### Exercises to complete
1. Answer these questions using the Recursive Language Models article:
(a) According to the article, what did 128k become?
(b) What has Prime Intellect called Recursive Language Models?
(c) What does the article say summarization is?
2. Return the part of the Recursive Language Models article starting at "Recursive Language Models (RLM), a" and ending at "not a verdict.", copied word for word.

Passage to read Block Start

Stop Growing the Context Window. Start Delegating It.

Recursive Language Models flip the long-context race: instead of bigger windows or lossy summaries, models delegate context to sub-LLMs and code.

5 min read

Stop Growing the Context Window. Start Delegating It.

For two years the long-context race has run in one direction: make the window bigger. 128k became 1M, and the assumption underneath never changed. The model should hold everything in its head at once.

Recursive Language Models (RLM), a direction Prime Intellect has called "the paradigm of 2026," invert that assumption. The bet is that models should stop trying to remember and start managing. Instead of passively holding a giant context or compressing it with summaries, an RLM actively delegates: it hands slices of the problem to sub-LLMs and Python scripts, then works with their outputs.

One caveat up front. This is a bet by one lab, not a benchmarked result. No public evaluation yet shows RLM beating strong long-context baselines head to head. What follows is the shape of the argument and why it maps onto failures agent builders already see, not a verdict.

Summarization is the bug, not the fix

The standard answer to "my agent ran out of context" has been summarization. Compress the history, keep going. It feels like memory management. It is controlled information loss.

Passage to read Block End
Supplied records Block Start

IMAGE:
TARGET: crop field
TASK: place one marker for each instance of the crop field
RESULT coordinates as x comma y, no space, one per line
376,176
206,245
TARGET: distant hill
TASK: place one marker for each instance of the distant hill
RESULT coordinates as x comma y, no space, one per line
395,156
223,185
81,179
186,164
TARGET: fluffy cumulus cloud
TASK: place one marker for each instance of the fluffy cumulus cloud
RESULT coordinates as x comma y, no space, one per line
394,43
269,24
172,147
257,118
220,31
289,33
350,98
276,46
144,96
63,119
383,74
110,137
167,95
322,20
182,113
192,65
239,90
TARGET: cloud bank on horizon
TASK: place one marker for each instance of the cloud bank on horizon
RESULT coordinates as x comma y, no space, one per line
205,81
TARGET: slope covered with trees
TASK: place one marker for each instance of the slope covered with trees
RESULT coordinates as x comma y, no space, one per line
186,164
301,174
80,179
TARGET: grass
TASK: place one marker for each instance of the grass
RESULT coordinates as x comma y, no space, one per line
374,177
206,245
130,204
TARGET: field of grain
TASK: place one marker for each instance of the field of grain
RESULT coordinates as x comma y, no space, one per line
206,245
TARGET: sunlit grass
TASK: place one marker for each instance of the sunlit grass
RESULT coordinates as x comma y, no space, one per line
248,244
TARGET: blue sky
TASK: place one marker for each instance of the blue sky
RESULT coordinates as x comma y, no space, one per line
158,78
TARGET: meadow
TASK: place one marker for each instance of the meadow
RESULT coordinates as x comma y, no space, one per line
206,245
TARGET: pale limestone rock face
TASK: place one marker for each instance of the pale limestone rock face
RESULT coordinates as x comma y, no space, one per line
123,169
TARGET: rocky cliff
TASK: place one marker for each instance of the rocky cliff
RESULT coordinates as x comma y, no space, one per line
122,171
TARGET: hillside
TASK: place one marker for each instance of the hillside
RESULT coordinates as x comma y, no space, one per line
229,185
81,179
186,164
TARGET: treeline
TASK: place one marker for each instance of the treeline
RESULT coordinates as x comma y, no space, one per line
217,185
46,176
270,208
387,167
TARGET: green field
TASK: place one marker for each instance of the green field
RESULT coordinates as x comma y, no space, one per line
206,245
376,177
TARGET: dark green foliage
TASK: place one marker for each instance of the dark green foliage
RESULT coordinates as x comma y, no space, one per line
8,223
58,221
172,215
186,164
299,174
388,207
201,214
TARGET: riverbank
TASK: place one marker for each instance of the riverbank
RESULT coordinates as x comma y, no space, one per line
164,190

Supplied records Block End

### Answers to this exercise
1.
(a) 1M
(b) "the paradigm of 2026"
(c) Controlled information loss

2.
Recursive Language Models (RLM), a direction Prime Intellect has called "the paradigm of 2026," invert that assumption. The bet is that models should stop trying to remember and start managing. Instead of passively holding a giant context or compressing it with summaries, an RLM actively delegates: it hands slices of the problem to sub-LLMs and Python scripts, then works with their outputs.

One caveat up front. This is a bet by one lab, not a benchmarked result. No public evaluation yet shows RLM beating strong long-context baselines head to head. What follows is the shape of the argument and why it maps onto failures agent builders already see, not a verdict.